• **TASK**
Please reproduce the listing below word for word, leaving out the pictures.

Pointing dataset excerpts
● ● ● ● ● ● ●

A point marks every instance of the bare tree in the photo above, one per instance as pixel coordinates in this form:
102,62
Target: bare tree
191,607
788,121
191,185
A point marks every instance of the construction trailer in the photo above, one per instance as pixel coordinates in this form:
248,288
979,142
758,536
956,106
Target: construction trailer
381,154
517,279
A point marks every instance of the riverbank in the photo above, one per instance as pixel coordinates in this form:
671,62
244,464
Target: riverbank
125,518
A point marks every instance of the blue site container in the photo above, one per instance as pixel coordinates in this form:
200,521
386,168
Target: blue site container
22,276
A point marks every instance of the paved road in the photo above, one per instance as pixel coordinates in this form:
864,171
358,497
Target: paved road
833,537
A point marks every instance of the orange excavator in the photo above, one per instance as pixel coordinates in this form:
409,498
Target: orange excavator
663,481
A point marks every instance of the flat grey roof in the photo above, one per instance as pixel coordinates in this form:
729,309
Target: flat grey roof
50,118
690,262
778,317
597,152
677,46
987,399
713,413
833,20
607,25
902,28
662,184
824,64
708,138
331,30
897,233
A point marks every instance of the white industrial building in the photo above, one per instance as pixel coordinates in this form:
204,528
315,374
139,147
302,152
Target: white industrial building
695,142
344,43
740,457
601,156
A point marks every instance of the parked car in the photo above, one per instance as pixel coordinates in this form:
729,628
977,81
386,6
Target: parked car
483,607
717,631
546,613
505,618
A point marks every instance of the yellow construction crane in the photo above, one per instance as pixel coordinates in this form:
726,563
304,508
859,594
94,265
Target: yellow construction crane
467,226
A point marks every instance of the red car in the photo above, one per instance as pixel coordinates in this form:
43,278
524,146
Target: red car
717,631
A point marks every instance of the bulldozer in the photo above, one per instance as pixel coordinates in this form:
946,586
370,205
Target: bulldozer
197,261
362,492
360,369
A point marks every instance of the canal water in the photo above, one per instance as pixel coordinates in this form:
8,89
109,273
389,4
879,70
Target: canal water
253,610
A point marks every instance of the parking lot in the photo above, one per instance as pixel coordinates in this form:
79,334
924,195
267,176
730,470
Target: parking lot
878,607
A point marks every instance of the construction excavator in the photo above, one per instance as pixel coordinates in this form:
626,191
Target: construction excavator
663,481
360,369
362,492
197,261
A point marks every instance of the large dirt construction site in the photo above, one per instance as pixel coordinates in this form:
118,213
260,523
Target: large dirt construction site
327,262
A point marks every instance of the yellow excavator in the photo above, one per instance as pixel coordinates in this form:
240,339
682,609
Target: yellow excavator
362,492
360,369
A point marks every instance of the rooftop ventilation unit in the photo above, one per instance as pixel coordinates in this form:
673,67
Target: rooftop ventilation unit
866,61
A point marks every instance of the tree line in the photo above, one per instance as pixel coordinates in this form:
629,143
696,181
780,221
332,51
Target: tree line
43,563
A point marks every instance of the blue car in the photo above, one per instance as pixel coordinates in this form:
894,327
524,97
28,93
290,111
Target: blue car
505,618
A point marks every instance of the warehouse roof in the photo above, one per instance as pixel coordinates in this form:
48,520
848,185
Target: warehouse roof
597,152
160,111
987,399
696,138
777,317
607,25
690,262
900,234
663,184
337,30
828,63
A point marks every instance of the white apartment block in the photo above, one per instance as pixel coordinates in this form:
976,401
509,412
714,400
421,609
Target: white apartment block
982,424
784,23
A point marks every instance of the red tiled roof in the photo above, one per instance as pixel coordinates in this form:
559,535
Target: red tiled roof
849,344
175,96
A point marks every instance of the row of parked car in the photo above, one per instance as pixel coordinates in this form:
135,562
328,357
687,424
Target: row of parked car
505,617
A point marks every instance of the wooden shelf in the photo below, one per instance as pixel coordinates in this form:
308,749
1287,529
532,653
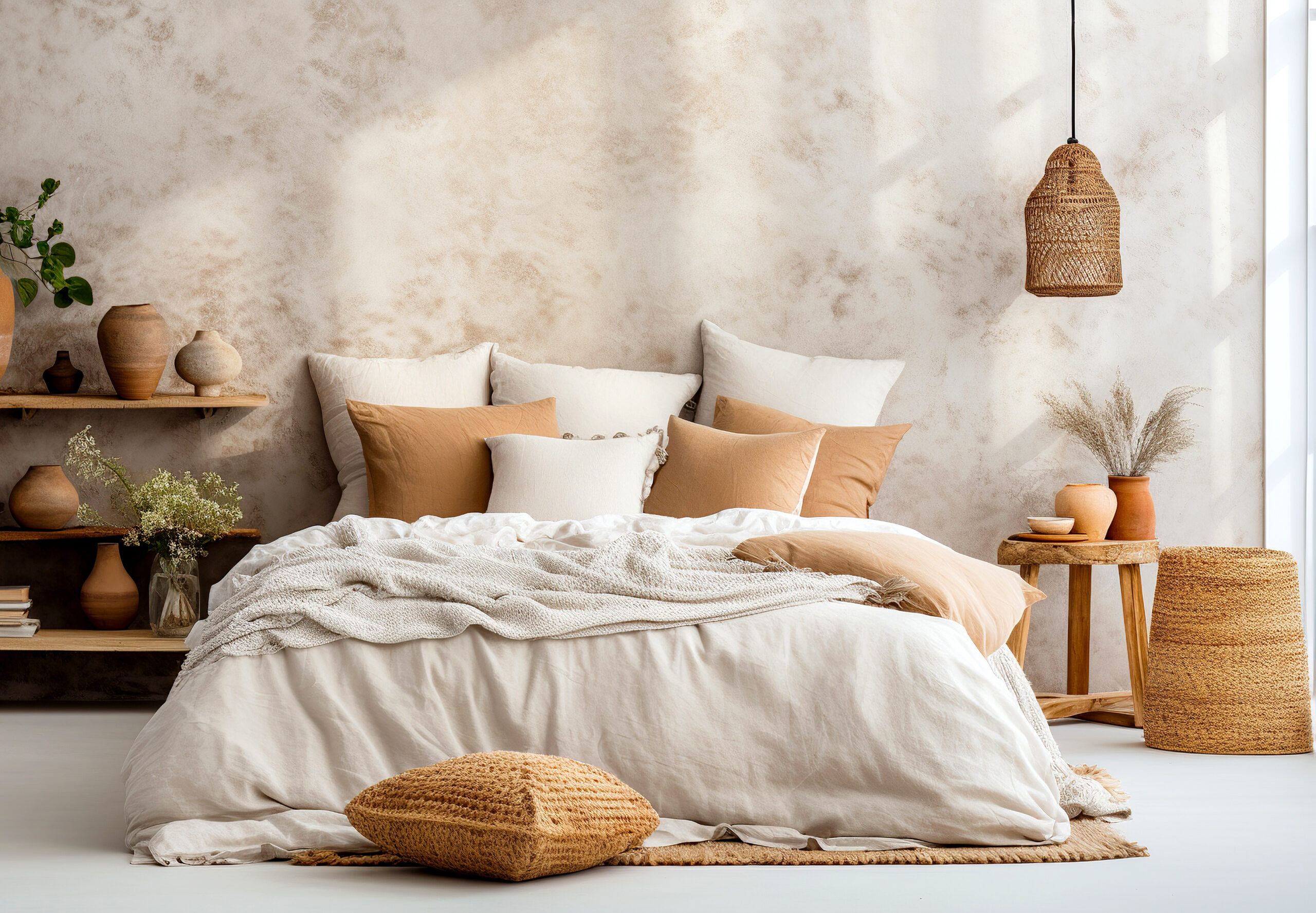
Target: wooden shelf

● ● ● ● ● ● ●

• **RESULT BELOW**
A point marks every instance of the bare tree in the photo above, one per instance as pixel coordinates in this form:
102,62
Target: bare tree
191,607
788,121
191,185
A point marks every instance of the construction trailer in the photo above, one per instance as pixel coordinates in this form:
248,288
979,142
758,536
956,106
Target: construction trailer
381,154
517,279
A point marks every instance of the riverbank in the photo above, one per instance as pixel coordinates in this form:
671,62
244,464
Target: riverbank
125,518
A point marks every instance of the blue site container in the photo above, one per instance as pixel coordinates in this form:
200,521
386,168
Target: blue site container
22,276
A point marks every instance of the paved road in the photo above, one per instance as pixel coordinates in this form:
864,171
358,497
Target: paved road
833,537
A point marks every instance of the orange excavator in the photo above, one per instance as pixel coordinates in this form:
409,498
Target: orange excavator
663,481
A point marks every instance of the flat grey roof in the photo above, one per instance as pixel coordinates in this form:
729,309
Target: flat grey roof
50,118
690,262
778,317
597,152
677,46
987,399
713,413
833,20
607,25
902,28
662,184
824,64
708,138
331,30
897,233
A point marks every instance of the white industrial building in the photo above, one per instance as pixel coordinates in this form:
204,528
315,374
139,147
302,152
Target: white industrial building
695,142
344,43
740,457
601,156
A point marks every instance of the parked car in the photo above, one per instance as pixel coordinates in this form:
729,628
977,81
386,6
Target: parked car
483,607
717,631
546,613
505,618
A point marks every instance of the yellow construction crane in the photo above, one per instance as pixel coordinates in this form:
726,563
304,508
859,594
94,265
Target: yellow construction crane
467,226
A point marks every instance of the red car in the photo above, one per instance as pixel coordinates in this form:
43,278
524,146
Target: red car
717,631
A point marks every instance of the bulldozer in the photo above, one per instance as pixel coordinates in this form:
946,586
370,205
Target: bulldozer
197,261
362,492
360,369
A point marks every instance of the canal water in the photo above, one per instance as pixel coordinates in this form:
8,89
109,273
389,4
879,70
Target: canal water
253,610
A point marks every instance of the parking lot in the photo above, one per instance as pixel coordinates in this form:
79,334
924,195
267,176
730,470
Target: parking lot
878,607
A point marks every instance of the construction excavator in the photo above, one per instance as pixel coordinates in this form:
626,191
Target: construction excavator
663,481
360,369
362,492
197,261
A point marks every instance of the large dirt construction site in the photo above, one per instance as pixel coordinates in this form:
118,213
260,523
Target: large dirt construction site
327,262
A point marks every instance of the yellow excavator in the photo above, one per instance as pixel coordinates in this form:
240,339
682,609
Target: yellow excavator
362,492
360,369
A point marks every instance of the rooftop ventilation unit in the photo above, one per instance as pixel coordinates in this form:
673,67
Target: rooftop ventilation unit
866,61
A point marks every instance of the tree line in the photo above, one per instance as pixel coordinates in this form:
629,143
696,181
780,221
332,51
Target: tree line
43,563
A point marks every instance of the blue car in the photo above, one per instance as pixel coordinates in this form:
894,327
524,97
28,93
290,111
Target: blue car
505,618
A point marks every instance of the warehouse roof in the photo above, one per instance as pixel coordinates in this form:
48,520
848,185
Target: warehouse roof
597,152
160,111
987,399
696,138
777,317
607,25
690,262
900,234
663,184
337,30
828,63
A point marks every instance of the white apartment block in the photo above, one per instance as pixel coordinates in this form:
976,401
509,412
714,400
421,609
Target: white apartment block
982,424
784,23
A point marks every instance of the red tiled roof in the photo above, one per instance as pixel coordinates in this form:
559,535
Target: red tiled roof
849,344
175,96
A point marks every instance of the row of parked car in the photo above, one per instance as pixel coordinates in this form:
135,562
328,357
687,424
Target: row of parked car
505,617
A point marks every instance of the wooden shelf in the photo below, one per instance as pixel coordinates in this form:
308,749
1287,529
532,653
Target: wooden shelf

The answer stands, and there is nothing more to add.